- _TO DO_:
Copy exactly the lines of the material below that run from the one containing "Target: gray cloud" through the one containing "Target: storm cloud". Copy no other lines.

- _RECORDS FOR THE TASK_:
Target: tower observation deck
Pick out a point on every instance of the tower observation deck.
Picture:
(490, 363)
==
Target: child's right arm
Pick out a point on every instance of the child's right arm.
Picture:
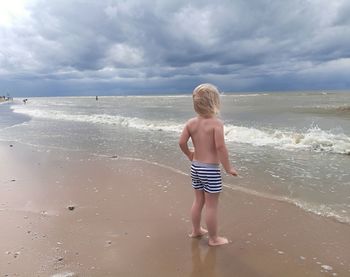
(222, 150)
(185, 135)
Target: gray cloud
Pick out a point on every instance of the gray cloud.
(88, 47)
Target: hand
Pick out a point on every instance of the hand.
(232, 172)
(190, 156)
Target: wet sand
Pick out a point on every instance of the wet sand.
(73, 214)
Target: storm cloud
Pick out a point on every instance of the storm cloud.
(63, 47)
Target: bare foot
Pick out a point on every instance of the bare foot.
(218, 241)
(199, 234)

- _YOUR RESPONSE_:
Target: gray cloud
Pick out a point on every instance of the gray cloud.
(88, 47)
Target: hand
Pick out a point on every instance of the hand.
(232, 172)
(190, 156)
Target: wet sand
Pick out a point on every instance of the wet sand.
(73, 214)
Target: storm cloud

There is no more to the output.